§ TO BE DONE:
(A) From the post about garbage collection in SML/NJ, extract the passage between "However, any implementation" and "that's protected (i.e.", inclusive.
(B) Answer these from the post about garbage collection in SML/NJ:
(i) Which version of the SML of NJ compiler used the page-protection scheme?
(ii) In version 0.59, what event signals the GC?
(iii) In the idea for incremental, concurrent collection, which space does the gc-thread read/write protect?
(C) Continue the post about garbage collection in SML/NJ from where it stops.

In fact, the SML of NJ compiler version 0.56 used the
very scheme you described.  SML/NJ doesn't use a stack
at all, so everything is heap allocated.  Basically, they
would just protect the page beyond the heap, and make sure
that when writing data out, they wrote it backwards, so that
it would be easy to restart (i.e. you'll trap before you
write any of the data out.)  As you say, all they have to
do is install a handler for bad memory access to trigger
a gc.  In short, it's been done.

For some reason, the folks at Princeton have changed this
in 0.59.  Now what they seem to do is a little different.
At the entrance to an extended basic block or EBB (single entry,
multiple exits), they take the heap pointer and add the
maximum number of bytes that might be allocated in the EBB
and then subtract that from the heap limit pointer.  (Actually,
the subtraction turns into another add, as they keep the
heap limit pointer inverted.)  If an overflow occurs on
the adds, this signals the GC.  (Note that they don't update
the heap pointer when doing the adds.)  So, instead of
trapping on bad access, they trap on overflow.  

It seems to me that if handling an oveflow trap costs the
same as handling a vm trap, that their latest version should
loose -- they're doing 2 adds per EBB and as you point out,
the size of basic blocks (and EBB's) is relatively small.
(My hunch is that the cost of an overflow trap is only slightly
less than that for a vm trap.)

However, any implementation of SML must have facilities for
trapping overflow since ML has provisions for exception handling
and overflow is a "default" exception.  Therefore, it's more
likely that this sort of "trick" will be more portable than
the vm hacks.  Of course, it's easy to put in the explicit
check with this system if you don't have overflow signal facilities.

Another idea to kick around is the use of vm protection for
incremental, concurrent garbage collection.  Assuming you're
using a copying collector, when a gc needs to take place, the
"gc-thread" can just read/write protect the "from" space.  When
a mutator attempts to access something that's protected (i.e.
in "from" space), the gc-thread will be notified.  It will
then "forward" the page that the mutator touched to the "to"
space (following pointers to some depth to amortize the cost).
After it's done forwarding that particular page, it lets the
mutator continue.

§ SUPPLIED ENTRIES:
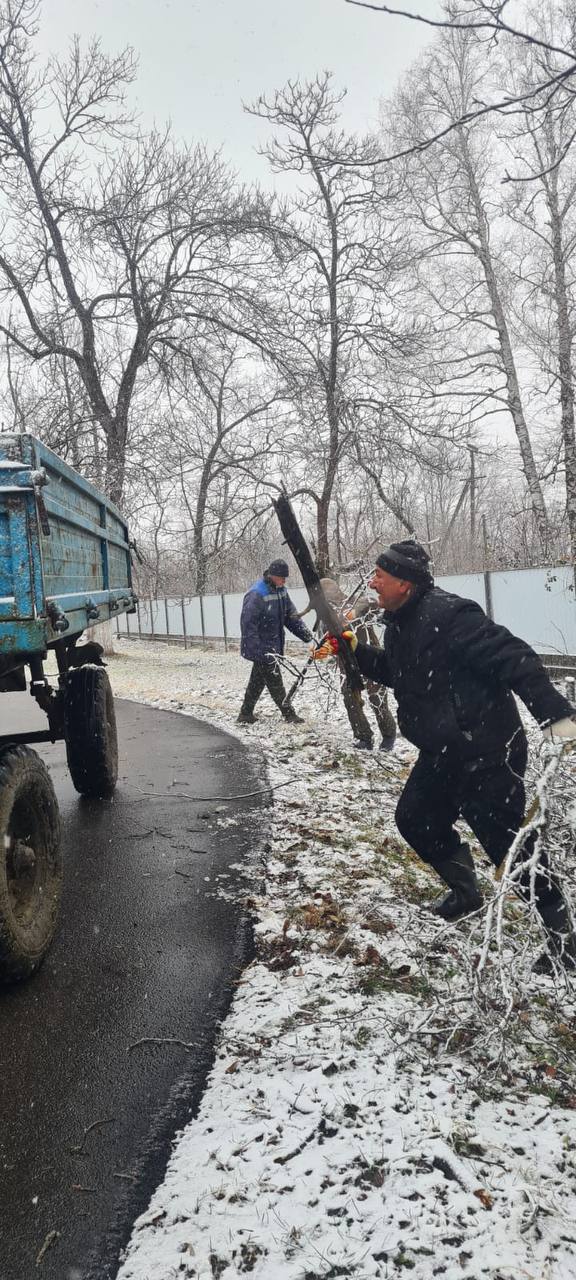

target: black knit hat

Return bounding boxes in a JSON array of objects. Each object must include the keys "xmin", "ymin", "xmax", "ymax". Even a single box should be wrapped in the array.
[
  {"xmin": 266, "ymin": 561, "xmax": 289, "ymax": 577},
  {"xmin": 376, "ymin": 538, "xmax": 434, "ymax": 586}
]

* * *

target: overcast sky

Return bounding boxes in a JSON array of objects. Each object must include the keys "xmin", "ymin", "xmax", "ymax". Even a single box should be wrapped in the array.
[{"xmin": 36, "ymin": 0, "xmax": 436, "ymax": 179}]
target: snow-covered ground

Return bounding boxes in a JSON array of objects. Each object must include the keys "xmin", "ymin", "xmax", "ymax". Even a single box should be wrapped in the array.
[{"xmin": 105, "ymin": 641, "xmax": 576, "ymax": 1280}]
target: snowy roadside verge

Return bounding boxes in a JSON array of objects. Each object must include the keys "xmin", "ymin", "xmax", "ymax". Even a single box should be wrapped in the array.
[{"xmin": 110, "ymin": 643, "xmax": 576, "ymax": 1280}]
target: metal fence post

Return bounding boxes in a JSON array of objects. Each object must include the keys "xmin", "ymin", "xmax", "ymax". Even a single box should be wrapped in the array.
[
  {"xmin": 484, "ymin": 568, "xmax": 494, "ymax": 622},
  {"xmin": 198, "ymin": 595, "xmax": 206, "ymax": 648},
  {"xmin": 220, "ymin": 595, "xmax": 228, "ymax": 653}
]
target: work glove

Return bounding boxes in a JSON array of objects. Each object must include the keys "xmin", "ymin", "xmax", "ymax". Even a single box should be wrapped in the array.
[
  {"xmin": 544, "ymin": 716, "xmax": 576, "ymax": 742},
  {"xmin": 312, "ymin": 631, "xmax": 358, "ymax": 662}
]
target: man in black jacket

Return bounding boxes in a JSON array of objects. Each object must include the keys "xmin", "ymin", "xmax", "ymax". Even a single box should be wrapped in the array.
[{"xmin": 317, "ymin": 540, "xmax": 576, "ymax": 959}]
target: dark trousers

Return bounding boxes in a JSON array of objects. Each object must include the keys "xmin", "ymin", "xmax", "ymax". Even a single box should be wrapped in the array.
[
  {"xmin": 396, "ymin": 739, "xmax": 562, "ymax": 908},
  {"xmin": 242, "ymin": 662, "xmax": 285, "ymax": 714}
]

==

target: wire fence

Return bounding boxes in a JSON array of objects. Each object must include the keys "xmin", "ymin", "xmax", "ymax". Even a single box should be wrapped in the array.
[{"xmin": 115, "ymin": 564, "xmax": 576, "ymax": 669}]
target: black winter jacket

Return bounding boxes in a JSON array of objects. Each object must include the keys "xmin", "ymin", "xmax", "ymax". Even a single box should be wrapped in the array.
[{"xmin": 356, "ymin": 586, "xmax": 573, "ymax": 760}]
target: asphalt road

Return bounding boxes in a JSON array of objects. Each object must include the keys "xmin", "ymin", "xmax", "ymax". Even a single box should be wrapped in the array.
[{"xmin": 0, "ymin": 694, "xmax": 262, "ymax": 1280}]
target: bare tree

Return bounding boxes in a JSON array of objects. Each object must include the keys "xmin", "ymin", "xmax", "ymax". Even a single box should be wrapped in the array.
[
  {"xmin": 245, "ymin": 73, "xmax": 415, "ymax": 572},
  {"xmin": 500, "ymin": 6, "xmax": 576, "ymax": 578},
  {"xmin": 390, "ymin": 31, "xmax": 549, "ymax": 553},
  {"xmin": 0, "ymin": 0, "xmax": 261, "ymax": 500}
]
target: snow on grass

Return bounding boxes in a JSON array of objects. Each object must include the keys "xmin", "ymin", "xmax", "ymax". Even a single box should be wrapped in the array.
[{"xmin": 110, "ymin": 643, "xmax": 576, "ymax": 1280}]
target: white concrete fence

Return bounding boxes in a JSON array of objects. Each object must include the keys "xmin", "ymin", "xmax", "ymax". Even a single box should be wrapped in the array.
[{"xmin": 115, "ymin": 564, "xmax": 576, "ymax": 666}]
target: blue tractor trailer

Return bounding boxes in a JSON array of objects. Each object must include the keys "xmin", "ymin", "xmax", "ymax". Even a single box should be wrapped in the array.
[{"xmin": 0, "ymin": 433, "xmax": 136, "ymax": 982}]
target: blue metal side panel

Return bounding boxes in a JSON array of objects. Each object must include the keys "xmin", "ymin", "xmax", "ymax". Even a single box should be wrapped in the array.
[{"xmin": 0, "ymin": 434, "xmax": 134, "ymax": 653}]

§ EXPECTED RESPONSES:
(A)
However, any implementation of SML must have facilities for
trapping overflow since ML has provisions for exception handling
and overflow is a "default" exception.  Therefore, it's more
likely that this sort of "trick" will be more portable than
the vm hacks.  Of course, it's easy to put in the explicit
check with this system if you don't have overflow signal facilities.

Another idea to kick around is the use of vm protection for
incremental, concurrent garbage collection.  Assuming you're
using a copying collector, when a gc needs to take place, the
"gc-thread" can just read/write protect the "from" space.  When
a mutator attempts to access something that's protected (i.e.

(B)
(i) Version 0.56
(ii) An overflow on the adds
(iii) The "from" space

(C)
What's nice about this idea is that (1) you don't have one big
stop and copy -- it's broken up into little stops and copies
so response can be much more "real-time", (2) there's no reason
why there only has to be one mutator.  Other threads of control
can be running around while gc is going on.  They'll only be
blocked when the touch a page that hasn't been forwarded, but
they'll be resumed quickly.

A fellow by the name of Dave Detlefs is working on a concurrent,
incremental garbage collector for C and C++ here at CMU.

In short, there are probably a *lot* of nice tricks that one
can pull with vm protection.  I'm messing around with a lot
of these.  'Course, since I'm using Mach, I have better primitives
and facilities for this sort of thing than the average UNIX user.
I think Andrew Appel at Princeton is planning on writing up
a survey of these vm tricks.  I'll let you know if I get a copy.

Glad to here that someone else is interested in this!

 Greg Morrisett                            (jgmorris@cs.cmu.edu)
 Carnegie Mellon University
 School of Computer Science
 Pittsburgh, PA  15213
 (412) 268-3053
------------------------------------------------

From: Kevin T. Likes <likes@loanshark.cs.indiana.edu>


If I recall correctly, Chez Scheme uses something like this in its
implementation.  (The difference being stacks made more suitable for call/cc.)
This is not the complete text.